◆ **Your instructions**
Repeat each line of the material exactly.

A run of records
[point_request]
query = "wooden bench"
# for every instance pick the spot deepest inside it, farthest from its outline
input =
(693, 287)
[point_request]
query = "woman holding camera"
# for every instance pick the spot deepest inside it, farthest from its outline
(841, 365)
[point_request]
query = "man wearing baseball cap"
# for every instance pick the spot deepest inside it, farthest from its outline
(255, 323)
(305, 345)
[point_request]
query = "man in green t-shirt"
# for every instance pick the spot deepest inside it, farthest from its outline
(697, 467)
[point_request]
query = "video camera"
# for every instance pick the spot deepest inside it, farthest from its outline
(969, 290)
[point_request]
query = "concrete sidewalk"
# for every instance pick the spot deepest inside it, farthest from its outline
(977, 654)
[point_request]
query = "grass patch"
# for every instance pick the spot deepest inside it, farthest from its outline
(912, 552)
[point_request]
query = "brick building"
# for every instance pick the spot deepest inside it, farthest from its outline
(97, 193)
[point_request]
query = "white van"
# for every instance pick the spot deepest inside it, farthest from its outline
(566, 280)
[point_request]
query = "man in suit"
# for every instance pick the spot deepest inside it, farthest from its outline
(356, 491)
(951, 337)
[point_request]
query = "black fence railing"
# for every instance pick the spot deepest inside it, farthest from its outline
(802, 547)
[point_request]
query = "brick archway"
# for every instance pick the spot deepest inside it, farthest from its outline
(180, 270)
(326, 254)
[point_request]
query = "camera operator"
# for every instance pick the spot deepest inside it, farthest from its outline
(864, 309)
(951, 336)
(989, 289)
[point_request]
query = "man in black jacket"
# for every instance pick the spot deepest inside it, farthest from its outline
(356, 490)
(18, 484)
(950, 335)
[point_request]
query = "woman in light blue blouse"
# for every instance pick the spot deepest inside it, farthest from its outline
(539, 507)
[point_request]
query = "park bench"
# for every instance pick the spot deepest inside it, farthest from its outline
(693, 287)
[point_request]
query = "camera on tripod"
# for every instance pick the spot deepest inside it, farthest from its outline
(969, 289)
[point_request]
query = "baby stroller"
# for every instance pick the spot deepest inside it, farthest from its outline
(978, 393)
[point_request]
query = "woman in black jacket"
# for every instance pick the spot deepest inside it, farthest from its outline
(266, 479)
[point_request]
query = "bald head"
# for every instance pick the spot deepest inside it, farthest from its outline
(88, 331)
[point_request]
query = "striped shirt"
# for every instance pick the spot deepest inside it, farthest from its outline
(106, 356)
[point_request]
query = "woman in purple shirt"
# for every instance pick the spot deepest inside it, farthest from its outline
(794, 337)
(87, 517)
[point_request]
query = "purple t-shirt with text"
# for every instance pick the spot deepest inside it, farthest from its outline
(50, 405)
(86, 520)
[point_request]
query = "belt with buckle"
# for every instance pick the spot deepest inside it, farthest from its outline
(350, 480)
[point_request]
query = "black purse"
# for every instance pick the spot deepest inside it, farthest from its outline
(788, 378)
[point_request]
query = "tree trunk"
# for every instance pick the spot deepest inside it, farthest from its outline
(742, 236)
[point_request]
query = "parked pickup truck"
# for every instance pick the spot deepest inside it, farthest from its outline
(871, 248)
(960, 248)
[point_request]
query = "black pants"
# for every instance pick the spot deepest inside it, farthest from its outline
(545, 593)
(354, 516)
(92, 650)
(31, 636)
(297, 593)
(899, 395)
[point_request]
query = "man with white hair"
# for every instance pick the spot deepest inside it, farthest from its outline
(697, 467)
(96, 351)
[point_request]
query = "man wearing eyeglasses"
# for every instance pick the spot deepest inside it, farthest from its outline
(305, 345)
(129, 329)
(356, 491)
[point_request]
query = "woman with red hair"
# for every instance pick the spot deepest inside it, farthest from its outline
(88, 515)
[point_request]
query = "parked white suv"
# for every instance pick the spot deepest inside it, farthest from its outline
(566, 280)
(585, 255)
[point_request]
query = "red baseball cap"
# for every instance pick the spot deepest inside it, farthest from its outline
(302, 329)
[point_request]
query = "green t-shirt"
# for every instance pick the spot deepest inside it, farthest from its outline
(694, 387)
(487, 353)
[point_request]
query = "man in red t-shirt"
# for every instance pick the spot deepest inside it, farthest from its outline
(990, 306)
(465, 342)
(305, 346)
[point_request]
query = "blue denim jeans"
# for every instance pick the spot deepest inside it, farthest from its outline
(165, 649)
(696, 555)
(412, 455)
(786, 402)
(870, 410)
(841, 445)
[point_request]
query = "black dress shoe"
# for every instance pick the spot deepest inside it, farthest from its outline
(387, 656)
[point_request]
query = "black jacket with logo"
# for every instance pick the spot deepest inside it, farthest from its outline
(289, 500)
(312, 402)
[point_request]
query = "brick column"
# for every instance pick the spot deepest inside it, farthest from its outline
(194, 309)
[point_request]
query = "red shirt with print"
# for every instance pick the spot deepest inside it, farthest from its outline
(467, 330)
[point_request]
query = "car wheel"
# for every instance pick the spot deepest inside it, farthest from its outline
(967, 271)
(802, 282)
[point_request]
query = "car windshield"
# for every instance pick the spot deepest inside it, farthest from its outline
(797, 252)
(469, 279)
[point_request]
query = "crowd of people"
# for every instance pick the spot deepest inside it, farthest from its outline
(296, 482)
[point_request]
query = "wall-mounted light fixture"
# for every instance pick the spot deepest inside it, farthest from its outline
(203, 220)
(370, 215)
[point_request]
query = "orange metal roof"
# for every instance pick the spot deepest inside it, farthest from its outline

◆ **Answer below**
[point_request]
query = "wooden bench"
# for every instance pick the spot deepest inside it, farthest from its outline
input =
(693, 287)
[point_request]
query = "woman holding camera"
# for every instance pick the spot deepest inside it, farthest from its outline
(841, 365)
[point_request]
query = "man wearing baseball cap"
# for every instance pick the spot deepest inside it, farthest from its outline
(255, 323)
(305, 345)
[point_request]
query = "man in green t-shirt"
# for every instance pick the spot deepest inside it, farthest from its outline
(697, 467)
[point_request]
query = "video camera"
# for every instance pick the spot deepest inside it, farthest from its outline
(969, 290)
[point_request]
query = "concrete sidewalk"
# for every instance pick the spot deepest inside it, farthest from its outline
(977, 654)
[point_request]
query = "grass patch"
# for every instance pick the spot deepest inside it, farthest from its outline
(912, 552)
[point_request]
query = "brick building"
# for every instance pick the spot deepest inside it, farthest from its outline
(97, 193)
[point_request]
query = "white van"
# for every instance pick the spot deepest inside it, farthest from its outline
(566, 280)
[point_request]
query = "man in suit"
# for every instance pick the spot deepest inside it, farthest from its outline
(356, 491)
(951, 337)
[point_request]
query = "black fence railing"
# for every instance pick the spot deepest inside it, farthest from its outline
(802, 547)
[point_request]
query = "brick archway"
# for every instance pick the spot deepest inside it, farthest from its outline
(180, 270)
(326, 254)
[point_request]
query = "camera operator"
# for every instance pick the spot deepest inside it, farthest from its outline
(864, 309)
(951, 336)
(989, 289)
[point_request]
query = "man in black jacket"
# for every instance pick the spot deepest inside it, farthest from its outline
(356, 490)
(18, 484)
(950, 335)
[point_request]
query = "woman in light blue blouse"
# for every instance pick the spot deepest inside it, farthest from its outline
(539, 507)
[point_request]
query = "park bench"
# for every instance pick the spot deepest inside it, farthest from its outline
(693, 287)
[point_request]
query = "camera on tripod"
# for every instance pick the spot deepest inside it, farthest from its outline
(969, 289)
[point_request]
query = "baby stroller"
# for every instance pick the spot deepest inside it, farthest from its outline
(978, 393)
[point_request]
query = "woman in black jacket"
# for every instance pick the spot deepest inside it, farthest from its outline
(266, 479)
[point_request]
query = "bald head"
# for every instance pick the spot deepest inside it, farthest from its outline
(88, 331)
[point_request]
query = "striped shirt"
# for every instance pick the spot deepest inside it, farthest from its outline
(106, 356)
[point_request]
query = "woman in purple shirt"
# for every instance pick the spot deepest inside it, farthest from its outline
(794, 337)
(87, 517)
[point_request]
query = "purple t-shirt with text"
# for every instance pick the spot deepest inside it, farthest from its outline
(50, 405)
(86, 520)
[point_request]
query = "belt with buckle"
# for every instance pick the spot deepest inside it, farthest from its outline
(350, 480)
[point_request]
query = "black purse"
# for every instance pick the spot deepest inside it, farthest from its outline
(788, 378)
[point_request]
query = "tree trunk"
# for every instance pick the spot deepest inside it, farthest from its outline
(742, 236)
[point_request]
query = "parked pickup truck"
# for every instance pick the spot deepest inside it, farthest from its outline
(871, 248)
(960, 248)
[point_request]
query = "black pants"
# for every instance pick the spot deepest inside it, farthest from its outline
(545, 593)
(354, 516)
(92, 650)
(31, 636)
(297, 593)
(899, 395)
[point_request]
query = "man with white hair"
# for every instance pick the spot deepest inside it, farthest from its outline
(697, 467)
(96, 351)
[point_request]
query = "man wearing eyeglasses"
# for every instance pick the spot deepest inside it, farthest from its outline
(305, 345)
(129, 329)
(356, 491)
[point_request]
query = "woman with red hair"
# for every instance pick the spot deepest inside it, farthest from its outline
(88, 515)
[point_request]
query = "parked white suv"
# for every instance pick the spot deepest inside it, farthest from its outline
(566, 280)
(585, 255)
[point_request]
query = "red baseball cap"
# for every instance pick the spot deepest inside it, farthest from its outline
(302, 329)
[point_request]
query = "green t-shirt"
# for every instance pick the spot deepest inside it, farthest from its outline
(694, 387)
(487, 353)
[point_request]
query = "man in red t-shirt"
# for every instance pick the spot deepest inside it, farthest from its outline
(990, 306)
(465, 342)
(305, 346)
[point_request]
query = "blue denim jeans"
# for every instance pick the spot deepest inside it, farthest from its outline
(165, 649)
(696, 555)
(412, 455)
(786, 402)
(870, 410)
(841, 445)
[point_request]
query = "black dress shoe"
# for every instance pick the spot deepest inside it, farthest from its outline
(387, 656)
[point_request]
query = "black jacket with logo"
# for every instance pick the spot deepest inside it, farthest from its outline
(289, 500)
(312, 402)
[point_request]
query = "brick column"
# for every instance pick the spot deepest inside it, farthest from its outline
(194, 309)
[point_request]
query = "red shirt with print"
# for every instance pick the spot deepest inside it, farthest from its outline
(467, 330)
[point_request]
query = "car wheel"
# for every instance pick the spot deepest inside it, farthest from its outline
(967, 271)
(802, 282)
[point_request]
query = "car windshield"
# for every instance pick the spot deepest inside it, farthest from its outline
(797, 252)
(469, 279)
[point_request]
query = "crowd of people"
# for every instance pick the spot deepest inside it, farthest from its outline
(296, 482)
[point_request]
query = "wall-mounted light fixture"
# for every instance pick the spot deepest inside it, farthest from its outline
(203, 220)
(370, 215)
[point_request]
query = "orange metal roof"
# for every instance pick the spot deepest inside it, farthest from its outline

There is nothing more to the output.